▶ _WHAT TO DO_
Below is a piece about detainee diets. List every date that appears in it.

*** SOURCE EXTRACT ***

First Posted: 05/18/09 06:12 AM ET Updated: 05/25/11 02:15 PM ET

Torture

In an effort to rationalize the use of dietary manipulation on detainees, Bush administration officials turned to Slim Fast and Jenny Craig.

In a footnote to a May 10, 2005, memorandum from the Office of Legal Council, the Bush attorney general's office argued that restricting the caloric intake of terrorist suspects to 1000 calories a day was medically safe because people in the United States were dieting along those lines voluntarily.

"While detainees subject to dietary manipulation are obviously situated differently from individuals who voluntarily engage in commercial weight-loss programs, we note that widely available commercial weight-loss programs in the United States employ diets of 1000 kcal/day for sustain periods of weeks or longer without requiring medical supervision," read the footnote. "While we do not equate commercial weight loss programs and this interrogation technique, the fact that these calorie levels are used in the weight-loss programs, in our view, is instructive in evaluating the medical safety of the interrogation technique."

*** End of SOURCE EXTRACT ***
*** INFORMATION ***

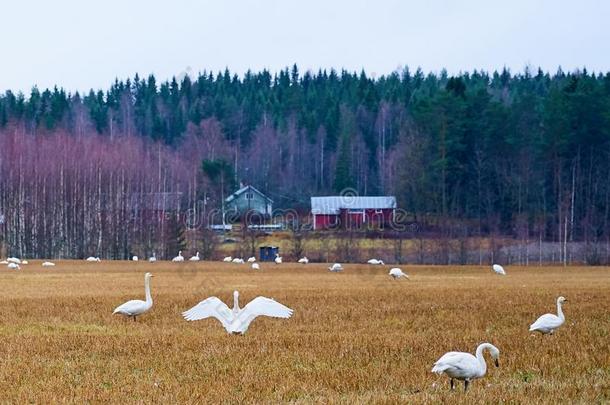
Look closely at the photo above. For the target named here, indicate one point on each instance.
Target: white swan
(547, 323)
(465, 366)
(137, 307)
(236, 321)
(498, 269)
(178, 258)
(336, 267)
(397, 273)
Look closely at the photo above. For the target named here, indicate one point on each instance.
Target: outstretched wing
(210, 307)
(262, 306)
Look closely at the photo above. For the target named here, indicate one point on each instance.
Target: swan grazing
(498, 269)
(336, 267)
(396, 273)
(137, 307)
(236, 321)
(547, 323)
(465, 366)
(376, 262)
(178, 258)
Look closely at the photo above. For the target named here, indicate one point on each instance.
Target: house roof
(243, 190)
(333, 204)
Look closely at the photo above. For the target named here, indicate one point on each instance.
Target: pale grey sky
(80, 44)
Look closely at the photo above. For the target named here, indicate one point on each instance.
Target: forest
(524, 155)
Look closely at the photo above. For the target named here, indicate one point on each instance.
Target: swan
(178, 258)
(376, 262)
(465, 366)
(336, 267)
(498, 269)
(236, 321)
(137, 307)
(547, 323)
(397, 273)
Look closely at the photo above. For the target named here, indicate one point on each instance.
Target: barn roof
(332, 204)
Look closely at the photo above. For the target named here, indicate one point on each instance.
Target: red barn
(344, 211)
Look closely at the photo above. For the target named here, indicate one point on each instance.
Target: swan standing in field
(236, 321)
(498, 269)
(336, 267)
(465, 366)
(178, 258)
(547, 323)
(376, 262)
(137, 307)
(397, 273)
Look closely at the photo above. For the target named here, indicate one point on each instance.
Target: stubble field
(355, 337)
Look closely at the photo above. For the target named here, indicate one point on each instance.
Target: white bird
(236, 321)
(397, 273)
(376, 262)
(547, 323)
(498, 269)
(178, 258)
(336, 267)
(465, 366)
(137, 307)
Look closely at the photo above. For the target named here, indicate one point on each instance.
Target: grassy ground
(357, 336)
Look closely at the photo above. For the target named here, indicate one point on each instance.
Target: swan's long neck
(559, 311)
(147, 290)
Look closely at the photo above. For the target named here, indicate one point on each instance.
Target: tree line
(524, 155)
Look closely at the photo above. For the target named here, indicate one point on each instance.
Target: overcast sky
(82, 44)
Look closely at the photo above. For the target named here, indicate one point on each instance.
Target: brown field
(356, 337)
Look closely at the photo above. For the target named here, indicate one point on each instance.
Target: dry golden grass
(356, 337)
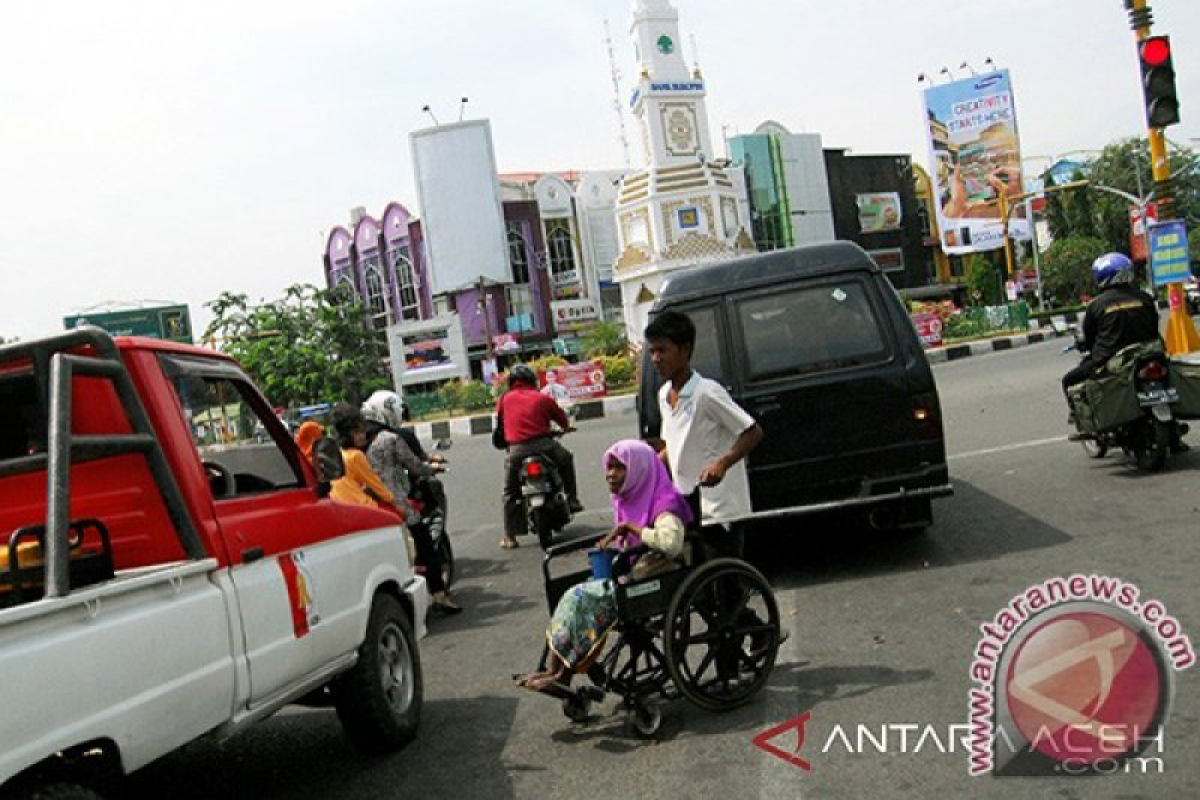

*** End of INFORMATION ***

▶ _FINAL ANSWER_
05/18/09, 05/25/11, May 10, 2005